▶ Exercise instructions:
• 1. List the random noise words that the negative sampling excerpt pairs with "great" as negative examples.
• 2. Quote the negative sampling excerpt between "For each real" and "example (typically 5-15)", inclusive.

▶ Selection:
For each real pair — like ("great", "movie") from our review corpus — we grab k random words from the vocabulary that almost certainly weren't in the context. Maybe we grab "elephant," "Tuesday," and "carburetor." Now we have one positive example and k negative examples. We train a binary classifier: push the dot product of "great" and "movie" up (they co-occur), push the dot products of "great" with each noise word down (they don't).

# Negative sampling objective for one (center, context) pair:
#
# Maximize:  log σ(v_movie · v_great)          ← real pair, push together
#          + log σ(-v_elephant · v_great)       ← fake pair, push apart
#          + log σ(-v_tuesday · v_great)        ← fake pair, push apart
#          + log σ(-v_carburetor · v_great)     ← fake pair, push apart
#
# σ is the sigmoid function
# k = 3 negative samples in this example (typically 5-15)

Each training step now touches k + 1 words instead of 100,000. That's a reduction from O(V) to O(k), where k is typically 5 to 15. Larger datasets need fewer negative samples (k = 5 works well); smaller datasets benefit from more (k = 15).

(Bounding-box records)

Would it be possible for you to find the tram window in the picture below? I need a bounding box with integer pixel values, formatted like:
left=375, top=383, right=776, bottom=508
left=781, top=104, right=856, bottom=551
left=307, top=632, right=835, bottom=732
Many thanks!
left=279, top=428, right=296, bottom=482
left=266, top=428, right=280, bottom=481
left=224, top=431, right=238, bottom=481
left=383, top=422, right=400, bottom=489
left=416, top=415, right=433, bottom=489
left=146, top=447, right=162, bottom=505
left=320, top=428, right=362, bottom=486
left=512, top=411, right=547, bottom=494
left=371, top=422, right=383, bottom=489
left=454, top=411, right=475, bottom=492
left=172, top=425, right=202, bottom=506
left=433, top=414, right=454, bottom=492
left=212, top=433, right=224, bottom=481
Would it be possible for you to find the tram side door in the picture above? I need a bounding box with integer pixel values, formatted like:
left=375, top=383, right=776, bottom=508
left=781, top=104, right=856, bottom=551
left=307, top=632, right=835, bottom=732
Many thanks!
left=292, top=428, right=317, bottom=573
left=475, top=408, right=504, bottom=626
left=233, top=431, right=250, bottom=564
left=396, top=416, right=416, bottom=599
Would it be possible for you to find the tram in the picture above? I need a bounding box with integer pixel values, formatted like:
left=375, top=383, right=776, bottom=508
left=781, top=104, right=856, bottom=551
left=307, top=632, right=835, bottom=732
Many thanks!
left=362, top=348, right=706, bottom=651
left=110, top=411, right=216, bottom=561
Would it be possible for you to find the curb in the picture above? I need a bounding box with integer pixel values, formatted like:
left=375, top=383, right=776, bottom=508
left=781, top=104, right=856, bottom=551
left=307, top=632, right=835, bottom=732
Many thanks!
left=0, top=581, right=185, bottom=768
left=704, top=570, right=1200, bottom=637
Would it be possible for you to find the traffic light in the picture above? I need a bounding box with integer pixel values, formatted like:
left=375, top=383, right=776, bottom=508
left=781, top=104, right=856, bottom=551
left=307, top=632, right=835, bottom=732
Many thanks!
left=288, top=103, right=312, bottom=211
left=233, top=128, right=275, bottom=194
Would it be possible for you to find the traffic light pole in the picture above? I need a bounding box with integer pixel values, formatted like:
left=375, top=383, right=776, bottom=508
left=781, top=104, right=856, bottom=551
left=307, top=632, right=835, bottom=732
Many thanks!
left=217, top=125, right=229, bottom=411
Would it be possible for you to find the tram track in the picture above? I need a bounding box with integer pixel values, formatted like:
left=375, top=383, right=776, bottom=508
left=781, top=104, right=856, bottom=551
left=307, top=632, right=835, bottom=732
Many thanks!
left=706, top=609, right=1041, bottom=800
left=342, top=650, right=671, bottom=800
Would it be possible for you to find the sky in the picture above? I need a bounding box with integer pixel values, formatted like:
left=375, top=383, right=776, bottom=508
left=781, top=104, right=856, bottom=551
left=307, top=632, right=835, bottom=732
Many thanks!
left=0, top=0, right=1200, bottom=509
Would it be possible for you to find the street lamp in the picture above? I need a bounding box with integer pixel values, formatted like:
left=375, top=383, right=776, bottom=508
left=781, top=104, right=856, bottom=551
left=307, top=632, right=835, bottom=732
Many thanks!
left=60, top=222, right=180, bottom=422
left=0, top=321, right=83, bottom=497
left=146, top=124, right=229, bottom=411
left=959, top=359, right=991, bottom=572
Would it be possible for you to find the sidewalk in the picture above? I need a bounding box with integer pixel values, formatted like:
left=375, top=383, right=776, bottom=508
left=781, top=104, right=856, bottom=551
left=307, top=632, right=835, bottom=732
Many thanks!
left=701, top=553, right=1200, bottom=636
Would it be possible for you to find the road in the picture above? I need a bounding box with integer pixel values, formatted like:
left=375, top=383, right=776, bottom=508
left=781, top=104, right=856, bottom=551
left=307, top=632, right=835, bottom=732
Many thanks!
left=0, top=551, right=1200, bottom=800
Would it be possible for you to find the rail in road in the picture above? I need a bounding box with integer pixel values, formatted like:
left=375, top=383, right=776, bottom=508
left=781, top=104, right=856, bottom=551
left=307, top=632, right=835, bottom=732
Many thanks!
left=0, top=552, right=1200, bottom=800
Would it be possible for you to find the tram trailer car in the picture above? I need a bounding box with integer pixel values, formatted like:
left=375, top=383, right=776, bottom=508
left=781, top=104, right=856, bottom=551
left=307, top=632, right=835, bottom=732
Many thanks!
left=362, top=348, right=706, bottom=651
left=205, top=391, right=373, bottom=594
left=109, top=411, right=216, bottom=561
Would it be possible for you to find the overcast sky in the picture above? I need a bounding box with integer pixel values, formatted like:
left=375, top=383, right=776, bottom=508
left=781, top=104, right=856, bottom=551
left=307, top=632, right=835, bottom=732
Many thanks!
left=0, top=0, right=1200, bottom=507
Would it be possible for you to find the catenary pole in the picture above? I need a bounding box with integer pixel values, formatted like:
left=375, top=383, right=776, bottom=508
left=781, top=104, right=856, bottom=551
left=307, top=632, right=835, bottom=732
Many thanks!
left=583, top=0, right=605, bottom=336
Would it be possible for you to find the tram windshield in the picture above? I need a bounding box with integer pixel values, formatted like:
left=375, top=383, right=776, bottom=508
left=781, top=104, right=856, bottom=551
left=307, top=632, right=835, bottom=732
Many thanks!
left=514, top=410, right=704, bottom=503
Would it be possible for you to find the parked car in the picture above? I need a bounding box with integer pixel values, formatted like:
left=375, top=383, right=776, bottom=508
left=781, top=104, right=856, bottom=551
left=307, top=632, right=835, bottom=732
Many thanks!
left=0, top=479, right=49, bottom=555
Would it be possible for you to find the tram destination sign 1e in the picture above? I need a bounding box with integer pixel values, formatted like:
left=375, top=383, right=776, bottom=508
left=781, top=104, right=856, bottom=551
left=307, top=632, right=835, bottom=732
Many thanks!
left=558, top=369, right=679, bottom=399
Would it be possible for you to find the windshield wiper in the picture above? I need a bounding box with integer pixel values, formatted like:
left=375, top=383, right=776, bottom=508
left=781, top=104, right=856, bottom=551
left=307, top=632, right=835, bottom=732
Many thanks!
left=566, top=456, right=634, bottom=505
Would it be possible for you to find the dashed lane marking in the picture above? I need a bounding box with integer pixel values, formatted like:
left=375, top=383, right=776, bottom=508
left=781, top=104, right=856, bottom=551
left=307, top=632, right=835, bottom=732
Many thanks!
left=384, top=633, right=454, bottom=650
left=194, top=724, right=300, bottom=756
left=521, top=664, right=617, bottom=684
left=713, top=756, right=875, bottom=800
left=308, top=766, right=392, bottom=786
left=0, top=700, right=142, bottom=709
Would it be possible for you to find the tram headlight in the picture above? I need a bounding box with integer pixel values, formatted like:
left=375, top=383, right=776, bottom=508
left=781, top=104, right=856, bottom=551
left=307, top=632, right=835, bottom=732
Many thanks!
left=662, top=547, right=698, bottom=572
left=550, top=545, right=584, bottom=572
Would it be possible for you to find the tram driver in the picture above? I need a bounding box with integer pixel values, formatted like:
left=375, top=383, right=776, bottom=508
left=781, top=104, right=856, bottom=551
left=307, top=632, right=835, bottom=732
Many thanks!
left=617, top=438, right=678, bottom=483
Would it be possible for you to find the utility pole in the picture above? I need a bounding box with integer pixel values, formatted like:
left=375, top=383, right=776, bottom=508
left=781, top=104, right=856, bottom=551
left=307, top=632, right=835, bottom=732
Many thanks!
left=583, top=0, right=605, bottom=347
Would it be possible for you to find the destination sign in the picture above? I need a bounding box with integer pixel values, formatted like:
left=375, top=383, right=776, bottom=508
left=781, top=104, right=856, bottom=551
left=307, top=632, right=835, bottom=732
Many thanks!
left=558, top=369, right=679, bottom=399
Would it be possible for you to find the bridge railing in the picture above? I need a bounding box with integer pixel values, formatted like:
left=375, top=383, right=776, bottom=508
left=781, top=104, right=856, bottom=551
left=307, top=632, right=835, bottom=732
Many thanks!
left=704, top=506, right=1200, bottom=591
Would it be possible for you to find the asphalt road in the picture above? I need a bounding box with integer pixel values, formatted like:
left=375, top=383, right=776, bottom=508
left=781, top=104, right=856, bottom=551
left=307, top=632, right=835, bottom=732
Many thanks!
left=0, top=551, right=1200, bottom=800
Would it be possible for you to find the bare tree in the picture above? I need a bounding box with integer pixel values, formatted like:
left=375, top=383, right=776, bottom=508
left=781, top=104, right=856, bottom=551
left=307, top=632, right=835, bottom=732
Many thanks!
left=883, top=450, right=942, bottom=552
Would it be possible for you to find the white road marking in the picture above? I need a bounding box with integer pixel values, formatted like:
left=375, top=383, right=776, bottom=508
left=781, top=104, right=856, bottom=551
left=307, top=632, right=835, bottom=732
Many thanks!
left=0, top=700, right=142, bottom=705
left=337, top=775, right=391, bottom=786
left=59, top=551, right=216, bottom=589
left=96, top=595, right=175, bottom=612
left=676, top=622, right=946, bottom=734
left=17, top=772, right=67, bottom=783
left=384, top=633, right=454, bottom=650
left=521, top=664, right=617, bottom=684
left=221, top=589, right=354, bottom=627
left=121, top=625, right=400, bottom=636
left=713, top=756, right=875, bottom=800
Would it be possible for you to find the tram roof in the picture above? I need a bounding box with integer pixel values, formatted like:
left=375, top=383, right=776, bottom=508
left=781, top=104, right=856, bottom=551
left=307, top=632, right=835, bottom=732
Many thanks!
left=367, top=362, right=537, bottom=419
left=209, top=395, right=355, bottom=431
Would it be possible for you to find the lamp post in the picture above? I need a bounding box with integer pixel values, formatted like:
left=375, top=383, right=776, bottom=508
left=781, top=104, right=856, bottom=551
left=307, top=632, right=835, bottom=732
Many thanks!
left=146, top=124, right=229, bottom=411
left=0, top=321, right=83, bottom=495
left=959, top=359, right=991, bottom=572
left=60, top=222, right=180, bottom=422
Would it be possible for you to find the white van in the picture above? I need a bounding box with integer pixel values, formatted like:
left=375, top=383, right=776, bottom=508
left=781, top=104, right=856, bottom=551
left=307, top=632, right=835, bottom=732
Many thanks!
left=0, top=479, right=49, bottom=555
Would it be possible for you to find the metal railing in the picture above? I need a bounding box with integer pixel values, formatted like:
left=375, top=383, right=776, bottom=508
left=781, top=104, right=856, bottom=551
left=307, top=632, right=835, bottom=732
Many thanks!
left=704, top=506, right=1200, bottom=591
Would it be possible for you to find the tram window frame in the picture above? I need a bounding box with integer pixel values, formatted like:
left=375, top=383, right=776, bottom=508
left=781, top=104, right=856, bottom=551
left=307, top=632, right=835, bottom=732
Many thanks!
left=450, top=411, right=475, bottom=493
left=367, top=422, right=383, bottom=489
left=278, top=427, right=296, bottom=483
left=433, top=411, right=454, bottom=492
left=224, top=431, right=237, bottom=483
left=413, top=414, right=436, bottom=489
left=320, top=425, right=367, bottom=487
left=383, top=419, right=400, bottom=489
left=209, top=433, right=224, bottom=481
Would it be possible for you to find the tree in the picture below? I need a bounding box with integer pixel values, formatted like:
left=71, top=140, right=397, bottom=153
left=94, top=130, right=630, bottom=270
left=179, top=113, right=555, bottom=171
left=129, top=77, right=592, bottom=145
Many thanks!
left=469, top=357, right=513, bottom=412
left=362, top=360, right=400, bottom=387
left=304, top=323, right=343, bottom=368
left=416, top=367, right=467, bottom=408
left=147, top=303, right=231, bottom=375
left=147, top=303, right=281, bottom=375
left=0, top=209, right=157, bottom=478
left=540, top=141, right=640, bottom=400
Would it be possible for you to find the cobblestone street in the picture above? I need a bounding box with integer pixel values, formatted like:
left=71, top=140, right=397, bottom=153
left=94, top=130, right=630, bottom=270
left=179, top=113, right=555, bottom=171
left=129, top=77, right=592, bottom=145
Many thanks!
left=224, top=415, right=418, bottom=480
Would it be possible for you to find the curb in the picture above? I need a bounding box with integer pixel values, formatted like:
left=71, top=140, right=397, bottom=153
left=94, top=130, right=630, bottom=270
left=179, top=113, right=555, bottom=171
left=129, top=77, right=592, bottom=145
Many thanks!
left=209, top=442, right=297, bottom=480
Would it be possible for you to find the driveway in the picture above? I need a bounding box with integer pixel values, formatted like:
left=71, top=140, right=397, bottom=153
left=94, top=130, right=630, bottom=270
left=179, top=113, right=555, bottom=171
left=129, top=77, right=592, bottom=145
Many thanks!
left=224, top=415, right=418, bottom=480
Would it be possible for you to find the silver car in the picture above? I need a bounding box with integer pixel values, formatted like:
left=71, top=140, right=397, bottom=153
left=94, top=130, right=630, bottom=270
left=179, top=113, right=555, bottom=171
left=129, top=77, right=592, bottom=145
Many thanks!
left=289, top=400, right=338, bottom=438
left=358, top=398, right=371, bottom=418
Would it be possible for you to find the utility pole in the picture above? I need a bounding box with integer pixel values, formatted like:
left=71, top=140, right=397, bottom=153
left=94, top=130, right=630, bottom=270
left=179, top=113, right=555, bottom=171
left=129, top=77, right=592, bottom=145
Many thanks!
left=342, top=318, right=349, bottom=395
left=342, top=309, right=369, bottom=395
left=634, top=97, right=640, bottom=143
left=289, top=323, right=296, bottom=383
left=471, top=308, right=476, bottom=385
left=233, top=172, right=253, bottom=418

▶ Worked answers:
• 1. elephant, Tuesday, carburetor

• 2.
For each real pair — like ("great", "movie") from our review corpus — we grab k random words from the vocabulary that almost certainly weren't in the context. Maybe we grab "elephant," "Tuesday," and "carburetor." Now we have one positive example and k negative examples. We train a binary classifier: push the dot product of "great" and "movie" up (they co-occur), push the dot products of "great" with each noise word down (they don't).

# Negative sampling objective for one (center, context) pair:
#
# Maximize:  log σ(v_movie · v_great)          ← real pair, push together
#          + log σ(-v_elephant · v_great)       ← fake pair, push apart
#          + log σ(-v_tuesday · v_great)        ← fake pair, push apart
#          + log σ(-v_carburetor · v_great)     ← fake pair, push apart
#
# σ is the sigmoid function
# k = 3 negative samples in this example (typically 5-15)